#### [Stated exercise]
Please output the rows below as a Markdown table with the columns No. and Line, numbering each line and skipping blank ones. Leave the pictures out.

================

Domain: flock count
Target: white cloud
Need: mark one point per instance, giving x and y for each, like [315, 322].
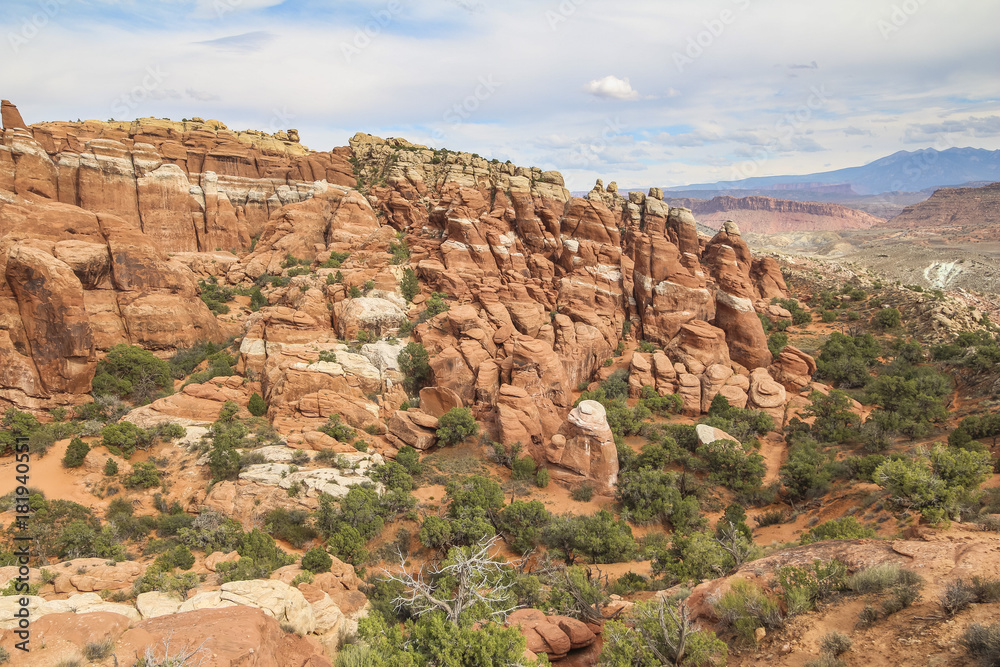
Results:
[611, 87]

================

#### [Answer to this problem]
| No. | Line |
|---|---|
| 1 | Domain: flock count |
| 2 | Target: white cloud |
| 3 | Need: mark one point per instance, giving x and y for each, like [315, 322]. |
| 4 | Results: |
| 5 | [611, 87] |